*** EXERCISE TEXT Section Begins ***

Peter’s response in 1 Peter 1:3 sounds glib to the modern ear. “Bless the God and Father of our Lord Jesus Christ.” How helpful is that to Jane battling cancer? Or what about John whose father was killed in an accident at work? Why should they, and we, be blessing God? What have we got to bless God for?

According to Peter, we ought to bless God because of His great mercy to us in rescuing us through Jesus. He has given us new birth. We may not feel it, but our salvation is an act of God’s great mercy. We deserve death, yet He gives us life. We deserve punishment, yet He has achieved a great reward for us. We should bless God that our souls are safe in His hands. That is something that far outweighs all of our slight and momentary troubles. We have a God who has rescued us, even when we don’t feel rescued.

But there’s more. Peter writes,

Therefore gird up the loins of your mind, be sober, and rest your hope fully upon the grace that is to be brought to you at the revelation of Jesus Christ. (1:13)

*** EXERCISE TEXT Section Ends ***
*** DATA FOR ANALYSIS Section Begins ***

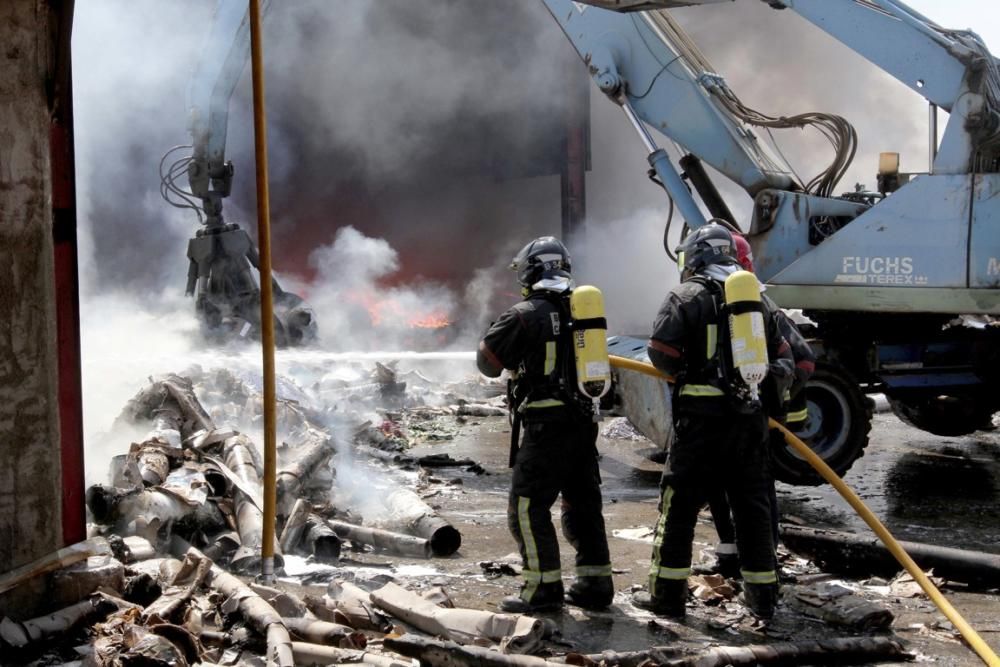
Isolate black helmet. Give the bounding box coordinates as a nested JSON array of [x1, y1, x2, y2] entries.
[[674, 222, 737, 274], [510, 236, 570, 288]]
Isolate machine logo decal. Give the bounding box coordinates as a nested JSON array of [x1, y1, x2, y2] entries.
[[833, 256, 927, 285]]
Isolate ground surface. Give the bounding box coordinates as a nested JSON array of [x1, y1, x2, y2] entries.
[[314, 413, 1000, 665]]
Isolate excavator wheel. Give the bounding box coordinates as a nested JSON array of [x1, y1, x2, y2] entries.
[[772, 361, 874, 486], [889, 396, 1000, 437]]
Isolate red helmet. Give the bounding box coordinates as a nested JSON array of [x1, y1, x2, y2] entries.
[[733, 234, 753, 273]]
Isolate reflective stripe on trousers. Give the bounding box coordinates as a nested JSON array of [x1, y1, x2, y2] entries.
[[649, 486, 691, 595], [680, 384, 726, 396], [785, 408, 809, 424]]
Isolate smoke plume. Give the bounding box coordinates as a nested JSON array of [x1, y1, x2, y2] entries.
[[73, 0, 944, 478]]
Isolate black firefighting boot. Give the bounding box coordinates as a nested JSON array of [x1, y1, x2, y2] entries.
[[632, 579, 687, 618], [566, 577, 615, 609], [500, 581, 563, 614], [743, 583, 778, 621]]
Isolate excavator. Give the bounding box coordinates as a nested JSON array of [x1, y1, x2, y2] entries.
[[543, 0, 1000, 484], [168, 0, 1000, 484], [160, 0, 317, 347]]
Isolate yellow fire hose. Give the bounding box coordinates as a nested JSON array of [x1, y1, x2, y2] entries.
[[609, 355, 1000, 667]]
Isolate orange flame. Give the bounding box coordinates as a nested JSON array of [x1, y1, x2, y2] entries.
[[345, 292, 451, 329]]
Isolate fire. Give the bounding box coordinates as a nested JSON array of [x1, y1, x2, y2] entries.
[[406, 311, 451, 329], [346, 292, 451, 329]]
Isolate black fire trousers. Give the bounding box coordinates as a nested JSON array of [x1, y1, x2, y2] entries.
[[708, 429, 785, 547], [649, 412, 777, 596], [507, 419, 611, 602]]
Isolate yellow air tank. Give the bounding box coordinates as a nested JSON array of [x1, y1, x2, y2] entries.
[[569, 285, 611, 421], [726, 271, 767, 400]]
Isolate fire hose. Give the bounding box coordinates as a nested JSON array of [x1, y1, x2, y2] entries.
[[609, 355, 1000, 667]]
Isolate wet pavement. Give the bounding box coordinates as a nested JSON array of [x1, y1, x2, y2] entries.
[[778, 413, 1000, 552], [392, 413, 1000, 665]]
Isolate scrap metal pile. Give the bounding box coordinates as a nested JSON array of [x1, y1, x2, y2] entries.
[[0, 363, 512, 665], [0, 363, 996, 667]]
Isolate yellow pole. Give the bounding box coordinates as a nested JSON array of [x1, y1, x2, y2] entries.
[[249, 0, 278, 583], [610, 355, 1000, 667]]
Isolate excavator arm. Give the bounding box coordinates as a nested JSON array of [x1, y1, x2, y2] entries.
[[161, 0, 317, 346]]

*** DATA FOR ANALYSIS Section Ends ***

■ ASSIGNED TASK 1:
Answer these questions about the text on 1 Peter:
(a) Who is named as battling cancer?
(b) According to Peter, why ought we to bless God?
(c) Which verse of 1 Peter is given for the words "gird up the loins of your mind"?
■ ASSIGNED TASK 2: Can you carry on the text on 1 Peter from the point where it stops?

■ TASK RESULT 1:
(a) Jane
(b) Because of His great mercy to us in rescuing us through Jesus
(c) 1:13

■ TASK RESULT 2:
Some people fill in their lottery tickets, lie back on their sofa, and hope their numbers will finally come in. But such a hope is uncertain, and it is temporary even if it comes to pass. Our hope is so certain that it actually lives. Our joy and certain hope for the future are tied up in the fact that He rose again (1:20–21). Don’t forget, Peter was a guy whose whole life was crushed when Jesus was killed. All of Peter’s greatest hopes died with Jesus. But then he heard the news of the resurrection and went running to the tomb to see for himself. Despite Peter’s denial of Christ, our Lord came to Peter in the upper room and once again his hope rose with Him. Like Peter, we have a living hope that is:

Eternal

Can never be defiled

Will never fade

Kept in heaven for us

Compare that to our earthly experiences. We live for an age and then we die. Not so our inheritance from God. It never decays. It is completely indestructible. That’s why the Lord encourages us in (Matthew 6:19–20:)

Do not lay up for yourselves treasures on earth, where moth and rust destroy and where thieves break in and steal, but lay up for yourselves treasures in heaven, where neither moth nor rust destroys and where thieves do not break in and steal. For where your treasure is, there your heart will be also.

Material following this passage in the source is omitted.